* _What you are asked to do_
Render the lines below as a Markdown table with the columns Row and Line. Include only the stretch that starts with the line containing "target: droplet highlight" and runs through the line containing "68), (6, 69)]", both included, and leave out any blank lines.

===============

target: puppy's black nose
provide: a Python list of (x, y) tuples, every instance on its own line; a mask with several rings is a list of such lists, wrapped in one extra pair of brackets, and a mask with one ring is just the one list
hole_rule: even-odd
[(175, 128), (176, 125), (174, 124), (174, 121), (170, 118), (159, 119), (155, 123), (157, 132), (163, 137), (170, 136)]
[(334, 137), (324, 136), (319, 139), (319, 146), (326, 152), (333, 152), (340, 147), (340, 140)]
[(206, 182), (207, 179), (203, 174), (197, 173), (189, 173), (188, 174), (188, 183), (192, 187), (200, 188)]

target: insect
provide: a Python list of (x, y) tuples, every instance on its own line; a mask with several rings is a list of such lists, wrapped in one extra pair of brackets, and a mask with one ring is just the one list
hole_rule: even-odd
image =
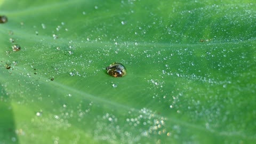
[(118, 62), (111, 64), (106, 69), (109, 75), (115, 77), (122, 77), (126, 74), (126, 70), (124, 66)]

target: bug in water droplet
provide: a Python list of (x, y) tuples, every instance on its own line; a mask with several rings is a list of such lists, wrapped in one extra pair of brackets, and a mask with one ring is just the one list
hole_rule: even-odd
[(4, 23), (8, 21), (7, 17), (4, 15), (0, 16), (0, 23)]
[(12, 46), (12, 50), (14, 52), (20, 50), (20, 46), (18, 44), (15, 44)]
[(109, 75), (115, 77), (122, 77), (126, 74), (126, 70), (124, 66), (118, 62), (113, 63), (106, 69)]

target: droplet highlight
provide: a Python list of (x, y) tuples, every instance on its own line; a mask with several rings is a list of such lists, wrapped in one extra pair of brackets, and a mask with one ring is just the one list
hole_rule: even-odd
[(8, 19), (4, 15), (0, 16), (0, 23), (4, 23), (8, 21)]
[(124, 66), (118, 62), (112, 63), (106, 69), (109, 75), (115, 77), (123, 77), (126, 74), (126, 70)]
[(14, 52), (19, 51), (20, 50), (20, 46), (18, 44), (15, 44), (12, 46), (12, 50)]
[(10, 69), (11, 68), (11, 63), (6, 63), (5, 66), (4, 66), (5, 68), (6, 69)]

===============

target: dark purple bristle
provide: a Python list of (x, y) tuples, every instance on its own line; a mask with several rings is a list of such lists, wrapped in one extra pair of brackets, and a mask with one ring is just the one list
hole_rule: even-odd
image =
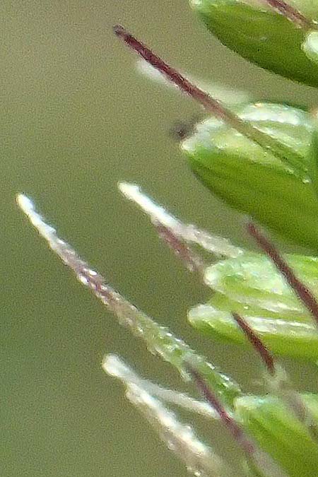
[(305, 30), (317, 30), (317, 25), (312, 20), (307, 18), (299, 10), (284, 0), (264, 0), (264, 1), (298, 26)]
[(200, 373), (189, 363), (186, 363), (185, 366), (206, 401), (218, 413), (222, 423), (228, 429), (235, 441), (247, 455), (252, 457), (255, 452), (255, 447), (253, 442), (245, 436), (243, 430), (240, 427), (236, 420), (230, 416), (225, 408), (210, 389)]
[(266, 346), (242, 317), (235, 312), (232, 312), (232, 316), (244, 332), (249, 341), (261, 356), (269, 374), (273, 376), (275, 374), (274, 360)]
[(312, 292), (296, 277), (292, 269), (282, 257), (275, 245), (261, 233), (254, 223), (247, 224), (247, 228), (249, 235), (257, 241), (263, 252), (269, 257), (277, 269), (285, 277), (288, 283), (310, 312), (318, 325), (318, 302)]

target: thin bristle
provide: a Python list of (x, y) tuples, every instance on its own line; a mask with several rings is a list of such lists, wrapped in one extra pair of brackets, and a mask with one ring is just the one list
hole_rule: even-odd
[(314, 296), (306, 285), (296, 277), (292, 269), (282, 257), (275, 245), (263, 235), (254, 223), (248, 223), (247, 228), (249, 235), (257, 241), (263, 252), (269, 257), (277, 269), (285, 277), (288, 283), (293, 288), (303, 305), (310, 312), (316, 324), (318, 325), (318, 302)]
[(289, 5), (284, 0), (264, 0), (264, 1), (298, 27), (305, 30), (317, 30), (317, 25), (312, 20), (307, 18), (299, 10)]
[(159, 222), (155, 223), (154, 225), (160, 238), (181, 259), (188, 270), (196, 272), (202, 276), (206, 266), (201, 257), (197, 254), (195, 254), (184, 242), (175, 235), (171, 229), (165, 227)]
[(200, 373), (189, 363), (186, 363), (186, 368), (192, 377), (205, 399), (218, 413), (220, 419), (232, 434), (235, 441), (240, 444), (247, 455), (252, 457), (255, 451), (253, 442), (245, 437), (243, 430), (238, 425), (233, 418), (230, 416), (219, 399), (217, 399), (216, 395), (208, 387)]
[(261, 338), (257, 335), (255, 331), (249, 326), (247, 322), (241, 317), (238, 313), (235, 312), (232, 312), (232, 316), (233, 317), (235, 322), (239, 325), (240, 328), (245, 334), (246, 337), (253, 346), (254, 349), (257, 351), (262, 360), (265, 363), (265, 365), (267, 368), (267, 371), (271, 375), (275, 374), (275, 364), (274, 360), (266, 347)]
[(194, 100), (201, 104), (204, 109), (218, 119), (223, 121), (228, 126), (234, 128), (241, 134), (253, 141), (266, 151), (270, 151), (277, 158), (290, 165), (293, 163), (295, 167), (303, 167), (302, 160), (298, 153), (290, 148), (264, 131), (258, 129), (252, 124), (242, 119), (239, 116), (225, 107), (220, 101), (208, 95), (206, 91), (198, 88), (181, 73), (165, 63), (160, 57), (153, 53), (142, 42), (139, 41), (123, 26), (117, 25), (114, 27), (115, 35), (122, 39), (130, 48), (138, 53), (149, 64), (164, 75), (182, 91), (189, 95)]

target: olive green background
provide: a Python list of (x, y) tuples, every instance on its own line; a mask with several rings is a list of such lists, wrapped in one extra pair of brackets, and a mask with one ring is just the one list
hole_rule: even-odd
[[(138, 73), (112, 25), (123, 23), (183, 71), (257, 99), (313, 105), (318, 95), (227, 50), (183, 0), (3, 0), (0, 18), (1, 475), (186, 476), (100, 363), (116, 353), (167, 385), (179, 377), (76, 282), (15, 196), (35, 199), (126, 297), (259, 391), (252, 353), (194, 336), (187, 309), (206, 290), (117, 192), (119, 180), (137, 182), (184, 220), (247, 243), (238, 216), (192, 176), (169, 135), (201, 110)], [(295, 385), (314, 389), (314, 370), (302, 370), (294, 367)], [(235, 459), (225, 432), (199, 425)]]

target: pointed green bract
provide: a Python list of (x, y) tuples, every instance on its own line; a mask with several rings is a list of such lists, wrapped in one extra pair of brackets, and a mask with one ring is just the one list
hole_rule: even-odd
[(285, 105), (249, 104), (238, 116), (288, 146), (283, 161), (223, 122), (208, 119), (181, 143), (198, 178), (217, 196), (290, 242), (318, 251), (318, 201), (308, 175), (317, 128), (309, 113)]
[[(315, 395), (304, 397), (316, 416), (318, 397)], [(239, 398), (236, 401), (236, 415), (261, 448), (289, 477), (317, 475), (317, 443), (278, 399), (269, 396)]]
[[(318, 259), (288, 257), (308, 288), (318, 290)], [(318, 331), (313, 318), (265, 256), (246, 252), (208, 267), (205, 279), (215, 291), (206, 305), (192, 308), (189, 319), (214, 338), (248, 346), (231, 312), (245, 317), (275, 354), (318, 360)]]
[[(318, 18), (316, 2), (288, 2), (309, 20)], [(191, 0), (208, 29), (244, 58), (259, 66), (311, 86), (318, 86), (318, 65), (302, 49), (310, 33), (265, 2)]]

===============

* _Final result_
| Row | Line |
|---|---|
| 1 | target: droplet highlight |
| 2 | provide: a Python list of (x, y) tuples, every instance on its own line; a mask with several rings is a list of such lists, wrapped in one extra pair of brackets, and a mask with one ring is just the one list |
| 3 | hole_rule: even-odd |
| 4 | [(8, 19), (4, 15), (0, 16), (0, 23), (4, 23), (8, 21)] |
| 5 | [(124, 66), (118, 62), (112, 63), (106, 69), (109, 75), (115, 77), (123, 77), (126, 74), (126, 70)] |
| 6 | [(14, 52), (19, 51), (20, 50), (20, 46), (18, 44), (15, 44), (12, 46), (12, 50)] |
| 7 | [(10, 69), (11, 68), (11, 63), (6, 63), (5, 66), (4, 66), (5, 68), (6, 69)] |